#### [Set task]
Edit each of the items below, replacing "single point" with "one point" and leaving everything else unchanged.

#### [Data for this exercise]
** start **

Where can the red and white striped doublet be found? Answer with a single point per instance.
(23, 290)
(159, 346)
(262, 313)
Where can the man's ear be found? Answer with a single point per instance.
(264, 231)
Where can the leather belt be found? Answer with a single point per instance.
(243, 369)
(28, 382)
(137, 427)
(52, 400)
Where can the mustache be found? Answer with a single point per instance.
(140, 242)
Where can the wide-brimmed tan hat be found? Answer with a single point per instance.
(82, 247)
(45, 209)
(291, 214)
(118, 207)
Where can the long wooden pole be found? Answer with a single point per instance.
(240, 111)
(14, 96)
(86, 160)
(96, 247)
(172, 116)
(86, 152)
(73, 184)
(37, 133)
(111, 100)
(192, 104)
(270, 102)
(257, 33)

** end **

#### [Result below]
Where can the red and white striped doublet be found? Answer with a one point per instance.
(23, 290)
(159, 346)
(262, 313)
Where can the man's ear be found? Answer with a one point per instance.
(264, 231)
Where can the leather belt be found? Answer with a one point per instance.
(243, 369)
(28, 382)
(137, 427)
(52, 400)
Where can the mustache be found? Answer with a one point per instance.
(140, 242)
Where can the wide-brimmed tan hat be found? Answer with a one point per instance.
(82, 247)
(45, 209)
(291, 214)
(118, 207)
Where can the long wooden pole be found? Answer with a one point per instance.
(240, 111)
(14, 96)
(86, 160)
(96, 247)
(172, 116)
(86, 152)
(73, 184)
(37, 133)
(111, 100)
(192, 104)
(270, 102)
(257, 33)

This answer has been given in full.